TASK PROMPT: Give a verbatim repeat of the lines that run from the line containing "the chocolate crumb" to the end of the data below.

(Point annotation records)
☆ ☆ ☆ ☆ ☆
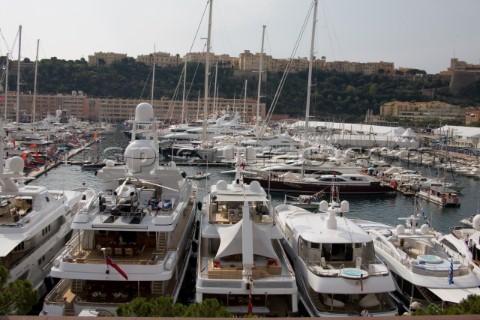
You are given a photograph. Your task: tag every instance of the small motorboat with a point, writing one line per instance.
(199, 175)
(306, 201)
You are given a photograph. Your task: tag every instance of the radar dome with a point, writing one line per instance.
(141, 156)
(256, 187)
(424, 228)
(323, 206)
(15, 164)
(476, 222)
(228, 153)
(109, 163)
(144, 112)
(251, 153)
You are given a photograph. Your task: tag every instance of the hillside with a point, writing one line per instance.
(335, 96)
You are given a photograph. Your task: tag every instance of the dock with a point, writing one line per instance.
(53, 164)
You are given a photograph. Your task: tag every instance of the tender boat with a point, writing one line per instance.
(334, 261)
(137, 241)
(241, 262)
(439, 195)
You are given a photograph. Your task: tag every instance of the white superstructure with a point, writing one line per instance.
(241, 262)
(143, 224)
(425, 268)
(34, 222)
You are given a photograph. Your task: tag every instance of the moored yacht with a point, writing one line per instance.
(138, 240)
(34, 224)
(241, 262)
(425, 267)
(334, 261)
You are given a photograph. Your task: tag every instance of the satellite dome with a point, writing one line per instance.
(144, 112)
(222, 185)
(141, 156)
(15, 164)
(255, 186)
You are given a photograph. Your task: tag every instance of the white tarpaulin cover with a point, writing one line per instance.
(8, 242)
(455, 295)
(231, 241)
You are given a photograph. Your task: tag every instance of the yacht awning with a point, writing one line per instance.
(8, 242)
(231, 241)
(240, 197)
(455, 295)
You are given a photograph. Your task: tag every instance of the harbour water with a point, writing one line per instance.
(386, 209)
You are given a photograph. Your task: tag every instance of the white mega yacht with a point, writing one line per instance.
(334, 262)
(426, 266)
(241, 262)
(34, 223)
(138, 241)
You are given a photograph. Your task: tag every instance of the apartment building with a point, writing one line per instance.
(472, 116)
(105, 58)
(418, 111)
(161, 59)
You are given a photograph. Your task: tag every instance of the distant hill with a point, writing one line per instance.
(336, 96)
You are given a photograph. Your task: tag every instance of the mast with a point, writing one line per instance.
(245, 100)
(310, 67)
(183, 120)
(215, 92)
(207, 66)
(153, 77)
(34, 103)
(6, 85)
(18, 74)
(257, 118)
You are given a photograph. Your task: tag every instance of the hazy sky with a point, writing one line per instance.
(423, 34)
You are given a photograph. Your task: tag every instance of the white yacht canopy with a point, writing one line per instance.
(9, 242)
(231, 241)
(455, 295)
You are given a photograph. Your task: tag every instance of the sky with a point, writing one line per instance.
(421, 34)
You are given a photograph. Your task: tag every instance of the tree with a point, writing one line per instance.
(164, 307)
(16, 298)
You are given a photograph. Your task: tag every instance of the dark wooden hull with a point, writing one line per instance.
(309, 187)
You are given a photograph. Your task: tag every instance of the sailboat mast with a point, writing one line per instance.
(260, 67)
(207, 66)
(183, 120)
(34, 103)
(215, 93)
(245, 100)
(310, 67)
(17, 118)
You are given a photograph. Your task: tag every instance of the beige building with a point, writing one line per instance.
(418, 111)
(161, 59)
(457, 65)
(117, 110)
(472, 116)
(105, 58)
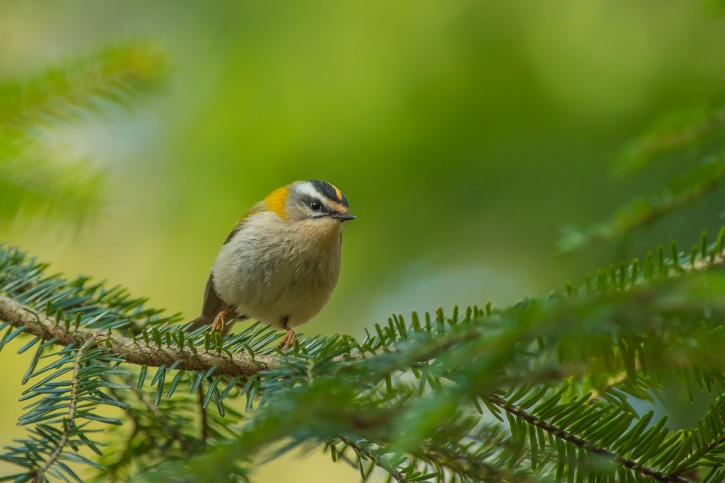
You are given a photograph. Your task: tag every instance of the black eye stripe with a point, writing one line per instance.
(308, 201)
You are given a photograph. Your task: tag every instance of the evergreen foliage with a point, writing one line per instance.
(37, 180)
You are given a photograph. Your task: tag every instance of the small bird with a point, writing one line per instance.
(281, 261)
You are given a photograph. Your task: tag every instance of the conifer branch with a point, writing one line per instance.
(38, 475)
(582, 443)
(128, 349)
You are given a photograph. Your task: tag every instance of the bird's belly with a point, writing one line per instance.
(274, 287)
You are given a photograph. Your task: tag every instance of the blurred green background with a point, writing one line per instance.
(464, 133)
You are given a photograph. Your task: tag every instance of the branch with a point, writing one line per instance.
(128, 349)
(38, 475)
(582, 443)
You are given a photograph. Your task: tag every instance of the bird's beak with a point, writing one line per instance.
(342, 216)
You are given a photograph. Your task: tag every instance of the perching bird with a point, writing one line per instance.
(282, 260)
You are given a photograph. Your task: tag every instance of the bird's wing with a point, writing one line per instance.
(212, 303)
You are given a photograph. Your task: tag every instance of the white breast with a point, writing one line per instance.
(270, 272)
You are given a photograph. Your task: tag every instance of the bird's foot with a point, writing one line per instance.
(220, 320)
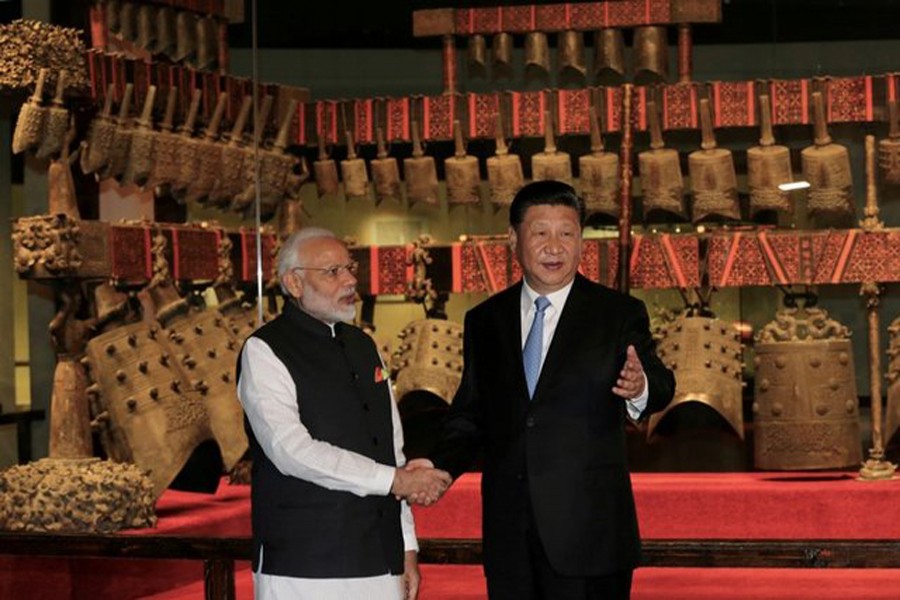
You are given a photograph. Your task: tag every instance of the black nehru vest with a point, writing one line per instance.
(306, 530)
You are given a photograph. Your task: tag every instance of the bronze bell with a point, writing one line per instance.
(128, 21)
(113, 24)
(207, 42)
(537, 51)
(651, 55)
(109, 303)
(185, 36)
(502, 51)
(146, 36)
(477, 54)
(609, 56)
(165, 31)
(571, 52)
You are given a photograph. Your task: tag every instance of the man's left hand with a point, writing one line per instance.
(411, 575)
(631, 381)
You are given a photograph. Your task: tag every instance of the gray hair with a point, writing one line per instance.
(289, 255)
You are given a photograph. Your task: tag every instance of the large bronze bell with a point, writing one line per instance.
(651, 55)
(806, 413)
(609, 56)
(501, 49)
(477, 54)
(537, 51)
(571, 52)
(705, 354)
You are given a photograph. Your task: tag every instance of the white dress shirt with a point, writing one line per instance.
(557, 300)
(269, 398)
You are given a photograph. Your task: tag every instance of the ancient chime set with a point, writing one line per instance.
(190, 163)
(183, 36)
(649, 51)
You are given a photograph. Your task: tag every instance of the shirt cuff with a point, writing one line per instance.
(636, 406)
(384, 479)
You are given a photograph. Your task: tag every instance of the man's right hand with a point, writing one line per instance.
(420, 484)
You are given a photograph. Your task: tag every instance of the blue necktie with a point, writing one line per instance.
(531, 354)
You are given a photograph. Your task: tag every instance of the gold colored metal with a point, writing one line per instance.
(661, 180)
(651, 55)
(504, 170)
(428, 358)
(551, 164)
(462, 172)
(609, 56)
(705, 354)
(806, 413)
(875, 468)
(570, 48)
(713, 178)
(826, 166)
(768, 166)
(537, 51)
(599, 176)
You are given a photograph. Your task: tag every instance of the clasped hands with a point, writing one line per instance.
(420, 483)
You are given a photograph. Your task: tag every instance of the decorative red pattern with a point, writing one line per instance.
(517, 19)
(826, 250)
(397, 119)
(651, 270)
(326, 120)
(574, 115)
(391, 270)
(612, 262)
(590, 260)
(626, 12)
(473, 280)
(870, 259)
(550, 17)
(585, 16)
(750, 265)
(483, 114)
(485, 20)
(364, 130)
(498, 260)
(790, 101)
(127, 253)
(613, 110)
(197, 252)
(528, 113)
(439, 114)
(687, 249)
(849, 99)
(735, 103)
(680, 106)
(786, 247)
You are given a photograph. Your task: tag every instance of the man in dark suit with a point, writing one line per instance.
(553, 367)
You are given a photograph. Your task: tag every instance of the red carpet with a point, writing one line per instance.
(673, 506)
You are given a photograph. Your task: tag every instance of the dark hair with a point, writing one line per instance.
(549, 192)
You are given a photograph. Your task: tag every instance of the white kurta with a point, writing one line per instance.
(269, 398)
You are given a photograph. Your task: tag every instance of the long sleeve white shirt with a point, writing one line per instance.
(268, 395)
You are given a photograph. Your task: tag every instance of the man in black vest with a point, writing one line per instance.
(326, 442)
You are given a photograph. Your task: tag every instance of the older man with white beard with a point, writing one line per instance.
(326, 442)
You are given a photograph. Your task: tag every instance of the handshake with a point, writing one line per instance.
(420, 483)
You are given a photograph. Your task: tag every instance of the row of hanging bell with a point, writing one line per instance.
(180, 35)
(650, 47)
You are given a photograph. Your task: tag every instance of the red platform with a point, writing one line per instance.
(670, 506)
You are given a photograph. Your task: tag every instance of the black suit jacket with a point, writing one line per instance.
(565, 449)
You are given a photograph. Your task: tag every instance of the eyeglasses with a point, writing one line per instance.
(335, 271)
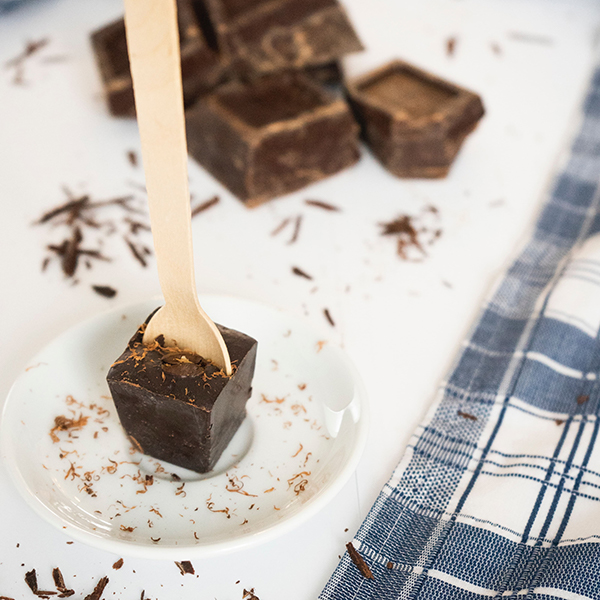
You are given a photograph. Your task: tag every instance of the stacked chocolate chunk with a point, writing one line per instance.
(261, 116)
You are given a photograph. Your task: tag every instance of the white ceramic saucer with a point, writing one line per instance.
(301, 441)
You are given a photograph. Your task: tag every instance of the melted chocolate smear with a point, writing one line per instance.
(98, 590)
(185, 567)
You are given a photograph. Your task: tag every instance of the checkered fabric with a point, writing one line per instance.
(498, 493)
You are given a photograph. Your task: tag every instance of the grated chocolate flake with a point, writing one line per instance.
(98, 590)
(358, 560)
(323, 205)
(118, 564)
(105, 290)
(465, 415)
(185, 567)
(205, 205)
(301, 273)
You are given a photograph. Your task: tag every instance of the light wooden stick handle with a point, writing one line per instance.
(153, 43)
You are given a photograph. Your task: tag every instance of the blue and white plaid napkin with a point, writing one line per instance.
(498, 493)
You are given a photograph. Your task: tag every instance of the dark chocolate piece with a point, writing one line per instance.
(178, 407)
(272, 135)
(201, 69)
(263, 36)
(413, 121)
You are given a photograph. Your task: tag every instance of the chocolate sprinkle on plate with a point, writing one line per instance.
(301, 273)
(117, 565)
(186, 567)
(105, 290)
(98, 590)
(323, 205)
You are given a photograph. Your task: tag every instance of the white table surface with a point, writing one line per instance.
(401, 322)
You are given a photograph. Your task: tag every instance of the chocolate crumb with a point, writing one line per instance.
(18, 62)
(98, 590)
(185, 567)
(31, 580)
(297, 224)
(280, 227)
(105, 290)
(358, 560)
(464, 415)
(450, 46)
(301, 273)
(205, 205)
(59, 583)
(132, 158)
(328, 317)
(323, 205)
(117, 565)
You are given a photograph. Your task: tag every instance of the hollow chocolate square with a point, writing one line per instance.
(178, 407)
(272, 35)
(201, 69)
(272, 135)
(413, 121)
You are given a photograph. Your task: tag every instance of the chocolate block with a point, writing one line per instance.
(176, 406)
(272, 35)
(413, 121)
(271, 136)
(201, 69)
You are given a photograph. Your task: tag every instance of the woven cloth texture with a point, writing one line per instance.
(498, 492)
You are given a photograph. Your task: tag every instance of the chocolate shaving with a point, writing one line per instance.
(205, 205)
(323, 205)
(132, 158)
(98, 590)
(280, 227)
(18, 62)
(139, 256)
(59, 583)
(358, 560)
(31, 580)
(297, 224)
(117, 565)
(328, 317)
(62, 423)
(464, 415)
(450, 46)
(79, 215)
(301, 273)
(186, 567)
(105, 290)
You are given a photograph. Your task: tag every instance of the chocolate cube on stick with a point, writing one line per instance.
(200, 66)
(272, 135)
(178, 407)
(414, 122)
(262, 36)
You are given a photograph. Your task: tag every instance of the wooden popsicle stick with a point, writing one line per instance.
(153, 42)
☆ ☆ ☆ ☆ ☆
REPLY:
You are given a photograph. Your task: tag every instance of the chocolate crumb with a point, writing one line per instance.
(18, 62)
(98, 590)
(185, 567)
(31, 580)
(297, 224)
(280, 227)
(105, 290)
(358, 560)
(464, 415)
(450, 46)
(301, 273)
(205, 205)
(59, 583)
(132, 158)
(328, 317)
(323, 205)
(117, 565)
You are given a photograph. Your task: tag every instance of the hollow chocolate square with a point, writing one line per instance.
(178, 407)
(272, 35)
(201, 69)
(272, 135)
(413, 121)
You are given a photograph. Your task: tag every instance of the chocolate block with a point, writing one line per instance.
(176, 406)
(272, 35)
(413, 121)
(271, 136)
(201, 69)
You are given a photograph. Your task: tag every instance of the woven cloth texture with a point, writing one line per instance.
(498, 492)
You are given a photograph. Your task: tag every instance of the chocolate shaving with a point, writing one line per instance.
(205, 205)
(323, 205)
(132, 158)
(98, 590)
(280, 227)
(18, 62)
(139, 256)
(59, 583)
(358, 560)
(31, 580)
(297, 224)
(117, 565)
(328, 317)
(62, 423)
(464, 415)
(450, 46)
(79, 215)
(301, 273)
(186, 567)
(105, 290)
You are given a photograph. Your task: tag every instance of the chocolate cube on stick with a point, writing one line per instance.
(200, 66)
(272, 135)
(178, 407)
(414, 122)
(262, 36)
You are given a photograph. Your task: tag every instance of the wooden popsicle stick with a point, writing one line per instance.
(153, 42)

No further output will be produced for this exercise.